=== Data ===
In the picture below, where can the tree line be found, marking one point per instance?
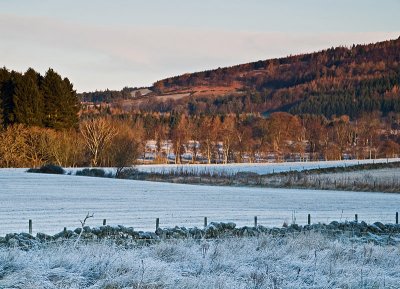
(29, 98)
(121, 141)
(336, 81)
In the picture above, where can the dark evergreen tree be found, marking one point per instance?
(28, 100)
(7, 86)
(61, 102)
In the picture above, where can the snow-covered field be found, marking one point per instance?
(260, 168)
(57, 201)
(299, 261)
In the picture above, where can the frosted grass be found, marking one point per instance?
(302, 261)
(57, 201)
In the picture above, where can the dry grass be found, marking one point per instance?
(301, 261)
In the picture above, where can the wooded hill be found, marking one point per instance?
(336, 81)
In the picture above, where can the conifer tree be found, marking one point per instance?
(28, 100)
(61, 102)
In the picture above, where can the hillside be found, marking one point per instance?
(336, 81)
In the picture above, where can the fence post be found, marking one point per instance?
(157, 223)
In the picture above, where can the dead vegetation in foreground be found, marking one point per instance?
(294, 261)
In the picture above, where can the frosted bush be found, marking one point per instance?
(300, 261)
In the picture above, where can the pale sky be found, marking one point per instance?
(101, 44)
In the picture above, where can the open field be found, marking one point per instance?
(298, 261)
(57, 201)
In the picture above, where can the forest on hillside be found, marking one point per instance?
(330, 105)
(337, 81)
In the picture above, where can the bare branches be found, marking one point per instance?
(88, 216)
(97, 134)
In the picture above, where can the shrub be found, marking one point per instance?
(48, 169)
(100, 173)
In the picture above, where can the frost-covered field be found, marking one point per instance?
(301, 261)
(260, 168)
(57, 201)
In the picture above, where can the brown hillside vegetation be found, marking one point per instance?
(336, 81)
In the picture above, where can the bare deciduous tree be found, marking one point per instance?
(97, 134)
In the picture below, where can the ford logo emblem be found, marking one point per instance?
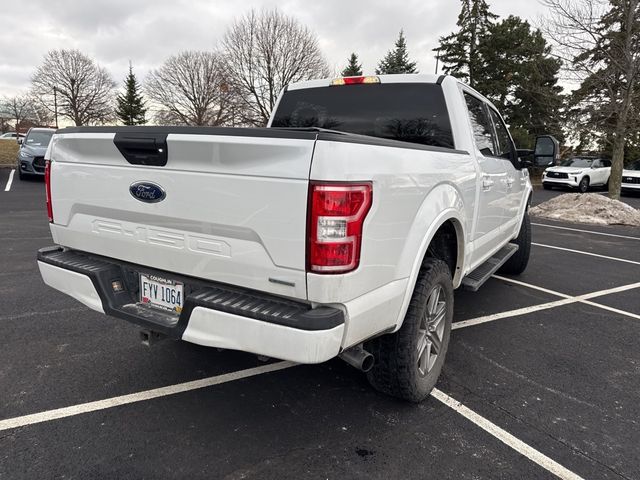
(147, 192)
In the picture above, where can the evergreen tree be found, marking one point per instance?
(608, 99)
(458, 51)
(353, 68)
(516, 71)
(131, 108)
(397, 60)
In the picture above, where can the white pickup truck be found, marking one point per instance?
(342, 229)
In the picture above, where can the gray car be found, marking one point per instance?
(32, 150)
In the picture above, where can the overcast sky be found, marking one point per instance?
(113, 32)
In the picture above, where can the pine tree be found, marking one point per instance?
(518, 73)
(353, 68)
(397, 60)
(608, 99)
(131, 106)
(458, 51)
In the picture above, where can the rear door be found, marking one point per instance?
(233, 209)
(515, 182)
(491, 202)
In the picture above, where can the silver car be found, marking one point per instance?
(32, 150)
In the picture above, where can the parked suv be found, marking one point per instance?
(631, 178)
(32, 150)
(579, 173)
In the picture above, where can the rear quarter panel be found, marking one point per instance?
(414, 192)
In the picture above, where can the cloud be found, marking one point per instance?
(146, 32)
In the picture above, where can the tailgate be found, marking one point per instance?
(234, 206)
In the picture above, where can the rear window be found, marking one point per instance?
(409, 112)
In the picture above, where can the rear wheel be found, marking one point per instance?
(519, 260)
(408, 362)
(583, 186)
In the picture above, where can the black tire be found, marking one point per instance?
(396, 370)
(583, 186)
(519, 260)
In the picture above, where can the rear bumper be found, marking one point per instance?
(214, 315)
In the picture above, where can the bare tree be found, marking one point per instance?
(19, 107)
(40, 114)
(84, 90)
(266, 51)
(189, 89)
(600, 45)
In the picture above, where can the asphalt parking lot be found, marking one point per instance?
(541, 381)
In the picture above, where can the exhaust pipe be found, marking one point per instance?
(358, 357)
(149, 337)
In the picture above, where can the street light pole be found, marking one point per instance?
(55, 104)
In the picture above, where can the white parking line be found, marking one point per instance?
(505, 437)
(499, 433)
(566, 300)
(585, 231)
(139, 396)
(586, 253)
(512, 313)
(10, 181)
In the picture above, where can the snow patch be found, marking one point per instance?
(590, 208)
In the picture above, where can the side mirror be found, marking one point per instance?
(524, 154)
(546, 151)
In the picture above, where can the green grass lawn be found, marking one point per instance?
(8, 152)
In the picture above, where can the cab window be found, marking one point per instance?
(505, 144)
(481, 126)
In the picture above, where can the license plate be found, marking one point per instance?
(162, 293)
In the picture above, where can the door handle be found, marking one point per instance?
(487, 183)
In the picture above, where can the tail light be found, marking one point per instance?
(47, 187)
(336, 215)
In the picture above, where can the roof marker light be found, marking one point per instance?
(354, 80)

=== Required work ===
Your copy should repeat each entry above exactly but contain no pictures.

=== Answer area ===
In the picture below, where can the tree line be found, marking one point per instance?
(29, 98)
(121, 141)
(336, 81)
In the picture above, where can the dark evergreen tree be found, marking one point per instance?
(28, 100)
(7, 86)
(61, 102)
In the picture above, where can the snow-covered field be found, marking one point per instance?
(260, 168)
(57, 201)
(299, 261)
In the picture above, where can the frosted grass be found, marking one point per instance?
(302, 261)
(57, 201)
In the picture above, where can the dry grass be found, marking one point per instance?
(301, 261)
In the picture above, where can the wooded hill be found, marking one point per instance?
(336, 81)
In the picture above, where can the conifer tree be found, marking one point per instance?
(28, 100)
(61, 102)
In the picture above, where can the hillside be found, marking one point per instance?
(336, 81)
In the picture above, where can the fence post be found, marking one point per instance?
(157, 223)
In the picture above, where can the dead vegetation in foreground be found, marking one point per instance?
(294, 261)
In the picture above, where can the frosted bush be found, marking one point per instance?
(300, 261)
In the picture above, where can the pale sky be found, marking one point per instance?
(101, 44)
In the picture above, where can the open field be found, marking one point per instance?
(298, 261)
(57, 201)
In the picture above, where can the forest on hillside be found, marking one point per instance?
(330, 105)
(337, 81)
In the picture above, where can the bare branches be found, marking one point per instance?
(88, 216)
(97, 134)
In the picture above, where can the shrub be found, marking one point per instance?
(48, 169)
(100, 173)
In the picture above, where can the frost-covered field be found, marking one point per instance?
(301, 261)
(260, 168)
(57, 201)
In the picture above, where can the brown hillside vegetation be found, marking one point per instance?
(336, 81)
In the picture above, where can the bare deciduous tree be found, marking one point per instance?
(97, 134)
In the picture below, where can the ford logo emblem be found, marking one point per instance?
(147, 192)
In the picture above, where can the evergreen tree be found, marking one point per instance?
(608, 99)
(458, 51)
(353, 68)
(516, 71)
(131, 108)
(397, 60)
In the picture above, where can the white pickup truck be found, marking one point per instance?
(342, 229)
In the picture above, where can the gray car be found, marking one point per instance?
(32, 150)
In the picture above, where can the overcast sky be found, marking one point per instance?
(113, 32)
In the picture above, where can the pine tree be found, marking one point per instance?
(518, 73)
(353, 68)
(397, 60)
(608, 99)
(131, 106)
(458, 51)
In the picture above, where can the rear door be found, marking one point per instance?
(233, 209)
(515, 182)
(491, 202)
In the picture above, where can the silver car be found, marking one point per instance?
(32, 150)
In the picture above, where can the parked suv be found, marking one point per instance?
(631, 178)
(32, 150)
(579, 173)
In the picture above, where can the rear quarter panel be found, marking one point per instance?
(414, 192)
In the picture above, where can the cloud be found, marking one point per instance?
(146, 32)
In the picture above, where can the tailgate be found, marking one point per instance?
(234, 206)
In the picture above, where can the rear window be found, marking one point per instance?
(409, 112)
In the picture above, where can the rear wheel be found, marking one point per instance?
(519, 260)
(408, 362)
(583, 186)
In the picture above, where can the black tire be found, marking one point per instance?
(396, 370)
(583, 186)
(519, 260)
In the picture above, where can the rear bumper be found, marking one point per instance?
(214, 315)
In the picture above, where can the bare tree be found, marking one point per instance?
(19, 107)
(40, 114)
(84, 90)
(266, 51)
(189, 89)
(600, 45)
In the picture above, where can the asphalt parking lot be found, marking one point per instance?
(541, 381)
In the picture above, where can the exhaust pipe be found, marking one point per instance?
(358, 357)
(149, 337)
In the picture above, where can the street light pole be found, marking one point per instance?
(55, 104)
In the picture above, where can the white parking line be found, marking one point per instance?
(505, 437)
(499, 433)
(566, 300)
(585, 231)
(139, 396)
(586, 253)
(512, 313)
(10, 181)
In the picture above, where can the snow patch be found, marking one point per instance?
(590, 208)
In the picture above, where can the side mirror be found, marking one point per instance?
(524, 154)
(546, 151)
In the picture above, where can the green grass lawn be found, marking one point per instance?
(8, 152)
In the picture above, where can the cab window be found, marking one point per instance?
(505, 144)
(481, 126)
In the picture above, where can the license plate be found, marking one point per instance?
(162, 293)
In the picture above, where can the door handle be found, marking one point per instance?
(487, 183)
In the picture above, where can the tail light be found, marking one point per instance?
(47, 187)
(336, 215)
In the picture above, where can the roof marker light be found, marking one point per instance?
(354, 80)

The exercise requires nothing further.